Answer these questions using the text below on the EP You're the Reason:
(a) Which label released the EP?
(b) Which two covers does the EP include?
(c) Which earlier Doolittle album does the USA Today review compare the new material with?

> **Text extract**
★ ★ ★ ★
EP by Melinda Doolittle
- Released: November 12, 2013
- Genre: Pop, R&B, soul
- Length: 28:12
- Label: Sonador Entertainment
- Producer: Tre' Corley, Melinda Doolittle, Paul Corley

Melinda Doolittle chronology
| Coming Back to You (2009) | You're the Reason (2013) |  |

= You're the Reason (EP) =

You're the Reason is the title of Melinda Doolittle's second album, released on November 12, 2013. The EP features original material co-authored by Doolittle, and covers, "Give" and "Home."

== Reception ==
USA Today said of the release "The new material doesn't rely on the same old-school soul of 2009's Coming Back to You, but there's a snap and crackle not only in the funky grooves of You're the Reason, but in the live-wire energy of Doolittle's delivery." SoulTracks.com said "You're the Reason is a revealing album right from the start...Doolittle is an artist who faced doubts but who emerged with her vision and spirit intact, and who is determined to sing the type of music that she loves - whether singing originals or covers. Her passion for the decision she made shows through on the disc and makes this a welcome, successful return of an Idol favorite."
★ ★ ★ ★
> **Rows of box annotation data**
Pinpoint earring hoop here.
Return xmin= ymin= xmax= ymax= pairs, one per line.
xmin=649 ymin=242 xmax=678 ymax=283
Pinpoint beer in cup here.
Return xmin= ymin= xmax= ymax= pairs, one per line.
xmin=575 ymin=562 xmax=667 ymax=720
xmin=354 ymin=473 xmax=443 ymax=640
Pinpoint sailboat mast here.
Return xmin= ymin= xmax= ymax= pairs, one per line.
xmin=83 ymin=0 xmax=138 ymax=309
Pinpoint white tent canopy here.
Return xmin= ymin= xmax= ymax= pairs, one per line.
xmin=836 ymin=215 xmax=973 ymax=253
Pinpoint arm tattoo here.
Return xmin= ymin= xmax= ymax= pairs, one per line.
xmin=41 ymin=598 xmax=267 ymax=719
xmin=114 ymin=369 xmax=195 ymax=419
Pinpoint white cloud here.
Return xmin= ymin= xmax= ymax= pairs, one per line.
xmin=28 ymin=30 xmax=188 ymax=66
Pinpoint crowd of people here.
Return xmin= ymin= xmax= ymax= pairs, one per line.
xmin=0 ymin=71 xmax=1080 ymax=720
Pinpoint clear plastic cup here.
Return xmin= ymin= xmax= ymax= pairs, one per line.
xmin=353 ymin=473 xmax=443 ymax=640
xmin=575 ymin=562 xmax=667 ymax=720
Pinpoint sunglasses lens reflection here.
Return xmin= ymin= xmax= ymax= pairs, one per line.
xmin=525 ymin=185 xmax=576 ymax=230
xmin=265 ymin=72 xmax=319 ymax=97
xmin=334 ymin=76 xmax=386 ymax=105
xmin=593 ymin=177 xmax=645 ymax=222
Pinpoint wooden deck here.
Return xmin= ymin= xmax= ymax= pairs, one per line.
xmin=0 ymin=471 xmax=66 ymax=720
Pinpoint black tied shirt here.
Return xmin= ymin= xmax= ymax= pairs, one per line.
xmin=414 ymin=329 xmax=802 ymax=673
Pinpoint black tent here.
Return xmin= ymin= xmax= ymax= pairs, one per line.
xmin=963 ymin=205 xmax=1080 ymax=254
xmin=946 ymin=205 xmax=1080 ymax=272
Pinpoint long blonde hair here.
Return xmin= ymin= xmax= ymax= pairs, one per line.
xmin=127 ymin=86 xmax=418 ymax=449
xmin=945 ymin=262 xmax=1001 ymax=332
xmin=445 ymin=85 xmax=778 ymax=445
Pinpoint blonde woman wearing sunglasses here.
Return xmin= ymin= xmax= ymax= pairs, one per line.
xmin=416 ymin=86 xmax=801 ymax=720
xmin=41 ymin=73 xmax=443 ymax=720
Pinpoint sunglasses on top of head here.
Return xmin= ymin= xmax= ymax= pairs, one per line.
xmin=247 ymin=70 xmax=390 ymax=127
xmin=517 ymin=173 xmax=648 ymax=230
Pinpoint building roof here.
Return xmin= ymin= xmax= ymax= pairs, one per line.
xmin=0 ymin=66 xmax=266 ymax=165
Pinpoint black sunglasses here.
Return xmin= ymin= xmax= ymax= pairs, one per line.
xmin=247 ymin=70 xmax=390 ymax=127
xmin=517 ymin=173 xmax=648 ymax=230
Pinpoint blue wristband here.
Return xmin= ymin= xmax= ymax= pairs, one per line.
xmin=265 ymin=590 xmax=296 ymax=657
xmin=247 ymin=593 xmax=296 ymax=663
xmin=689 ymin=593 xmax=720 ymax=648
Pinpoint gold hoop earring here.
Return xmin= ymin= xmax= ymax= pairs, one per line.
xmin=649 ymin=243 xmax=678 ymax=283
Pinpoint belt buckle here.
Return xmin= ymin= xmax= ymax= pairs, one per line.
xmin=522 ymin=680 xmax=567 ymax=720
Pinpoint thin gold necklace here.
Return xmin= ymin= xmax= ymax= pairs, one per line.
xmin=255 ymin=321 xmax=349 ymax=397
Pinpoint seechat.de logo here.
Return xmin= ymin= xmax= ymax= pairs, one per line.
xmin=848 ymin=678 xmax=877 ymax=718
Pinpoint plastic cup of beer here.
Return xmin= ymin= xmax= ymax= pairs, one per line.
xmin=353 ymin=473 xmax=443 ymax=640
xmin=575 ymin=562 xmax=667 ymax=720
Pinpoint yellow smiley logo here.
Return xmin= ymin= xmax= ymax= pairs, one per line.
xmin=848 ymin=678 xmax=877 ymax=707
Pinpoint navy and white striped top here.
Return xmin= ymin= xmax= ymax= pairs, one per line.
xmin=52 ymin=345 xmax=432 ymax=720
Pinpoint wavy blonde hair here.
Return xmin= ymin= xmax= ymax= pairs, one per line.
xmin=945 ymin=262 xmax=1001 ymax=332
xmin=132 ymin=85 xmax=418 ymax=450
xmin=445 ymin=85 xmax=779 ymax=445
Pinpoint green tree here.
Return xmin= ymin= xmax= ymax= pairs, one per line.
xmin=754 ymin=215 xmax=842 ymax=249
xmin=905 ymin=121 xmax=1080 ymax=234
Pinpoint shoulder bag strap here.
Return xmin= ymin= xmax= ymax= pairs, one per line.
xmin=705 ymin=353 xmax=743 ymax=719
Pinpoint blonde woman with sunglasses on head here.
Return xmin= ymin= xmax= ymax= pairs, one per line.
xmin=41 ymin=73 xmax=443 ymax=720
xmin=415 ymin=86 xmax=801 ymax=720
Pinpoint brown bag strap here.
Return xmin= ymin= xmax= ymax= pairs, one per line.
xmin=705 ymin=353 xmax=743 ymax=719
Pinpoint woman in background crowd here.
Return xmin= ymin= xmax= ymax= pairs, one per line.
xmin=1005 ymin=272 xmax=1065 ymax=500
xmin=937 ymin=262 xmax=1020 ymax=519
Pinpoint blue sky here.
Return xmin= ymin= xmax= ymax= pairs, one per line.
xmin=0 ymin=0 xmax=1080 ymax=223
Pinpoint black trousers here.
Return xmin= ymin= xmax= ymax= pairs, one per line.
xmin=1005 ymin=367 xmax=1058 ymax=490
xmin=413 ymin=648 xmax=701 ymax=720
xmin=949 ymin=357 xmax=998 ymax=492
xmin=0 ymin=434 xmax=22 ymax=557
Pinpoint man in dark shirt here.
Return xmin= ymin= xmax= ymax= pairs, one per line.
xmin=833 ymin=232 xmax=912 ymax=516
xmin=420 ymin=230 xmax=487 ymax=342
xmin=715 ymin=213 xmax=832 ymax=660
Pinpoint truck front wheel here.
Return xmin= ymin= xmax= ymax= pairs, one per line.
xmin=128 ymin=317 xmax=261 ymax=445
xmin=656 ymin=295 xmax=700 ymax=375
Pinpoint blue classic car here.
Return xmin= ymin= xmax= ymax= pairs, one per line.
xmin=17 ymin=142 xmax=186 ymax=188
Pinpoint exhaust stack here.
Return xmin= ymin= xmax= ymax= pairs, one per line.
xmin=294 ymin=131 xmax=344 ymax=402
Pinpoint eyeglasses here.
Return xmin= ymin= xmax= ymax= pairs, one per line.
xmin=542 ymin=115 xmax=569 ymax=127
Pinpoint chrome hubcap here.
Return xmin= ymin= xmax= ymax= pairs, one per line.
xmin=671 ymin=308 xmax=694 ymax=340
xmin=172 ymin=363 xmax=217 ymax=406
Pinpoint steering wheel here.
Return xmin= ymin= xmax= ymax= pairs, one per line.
★ ★ ★ ★
> **Output below**
(a) Sonador Entertainment
(b) "Give" and "Home"
(c) Coming Back to You (2009)